** START **
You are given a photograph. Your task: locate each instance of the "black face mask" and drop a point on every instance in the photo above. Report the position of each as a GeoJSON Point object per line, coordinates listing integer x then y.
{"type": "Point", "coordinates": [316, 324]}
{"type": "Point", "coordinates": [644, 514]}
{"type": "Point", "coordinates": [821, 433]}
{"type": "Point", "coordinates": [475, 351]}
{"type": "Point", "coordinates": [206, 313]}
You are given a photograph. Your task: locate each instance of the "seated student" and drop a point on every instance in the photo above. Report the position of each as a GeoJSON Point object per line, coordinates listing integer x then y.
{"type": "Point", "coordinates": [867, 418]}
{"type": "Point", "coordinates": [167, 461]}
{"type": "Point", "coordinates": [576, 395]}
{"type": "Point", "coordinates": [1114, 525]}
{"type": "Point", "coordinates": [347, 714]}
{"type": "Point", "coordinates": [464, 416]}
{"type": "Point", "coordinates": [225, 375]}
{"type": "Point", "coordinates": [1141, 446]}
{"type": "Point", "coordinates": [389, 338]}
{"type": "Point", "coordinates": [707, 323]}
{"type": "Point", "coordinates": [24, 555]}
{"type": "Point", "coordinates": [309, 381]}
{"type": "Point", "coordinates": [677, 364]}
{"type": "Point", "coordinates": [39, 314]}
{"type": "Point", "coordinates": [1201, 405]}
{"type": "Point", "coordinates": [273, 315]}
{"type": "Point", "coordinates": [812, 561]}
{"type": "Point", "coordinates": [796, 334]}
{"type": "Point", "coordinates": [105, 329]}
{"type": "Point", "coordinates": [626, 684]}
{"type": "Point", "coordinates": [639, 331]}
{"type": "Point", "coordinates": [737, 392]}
** END **
== Goal ==
Please turn the lines above into a numbered list, leaving out any blank lines.

== Final answer ==
1. You are given a photograph. Your task: locate each instance of the "black face mask" and drop a point on every instance in the photo above. Report the position of each as a GeoJSON Point object per line, coordinates listing integer x then y.
2. {"type": "Point", "coordinates": [316, 324]}
3. {"type": "Point", "coordinates": [644, 514]}
4. {"type": "Point", "coordinates": [821, 433]}
5. {"type": "Point", "coordinates": [475, 351]}
6. {"type": "Point", "coordinates": [206, 313]}
7. You are given a photograph. Your task: locate each instance of the "seated student" and drop a point on every instance in the photo above. Report the position of each as a GeoJSON Point object per line, coordinates listing integer x then y.
8. {"type": "Point", "coordinates": [867, 418]}
9. {"type": "Point", "coordinates": [167, 461]}
10. {"type": "Point", "coordinates": [576, 395]}
11. {"type": "Point", "coordinates": [1114, 525]}
12. {"type": "Point", "coordinates": [347, 714]}
13. {"type": "Point", "coordinates": [464, 416]}
14. {"type": "Point", "coordinates": [225, 375]}
15. {"type": "Point", "coordinates": [1141, 446]}
16. {"type": "Point", "coordinates": [389, 338]}
17. {"type": "Point", "coordinates": [707, 323]}
18. {"type": "Point", "coordinates": [24, 555]}
19. {"type": "Point", "coordinates": [309, 381]}
20. {"type": "Point", "coordinates": [677, 364]}
21. {"type": "Point", "coordinates": [39, 314]}
22. {"type": "Point", "coordinates": [1201, 405]}
23. {"type": "Point", "coordinates": [273, 315]}
24. {"type": "Point", "coordinates": [812, 561]}
25. {"type": "Point", "coordinates": [796, 334]}
26. {"type": "Point", "coordinates": [105, 329]}
27. {"type": "Point", "coordinates": [626, 684]}
28. {"type": "Point", "coordinates": [639, 331]}
29. {"type": "Point", "coordinates": [737, 392]}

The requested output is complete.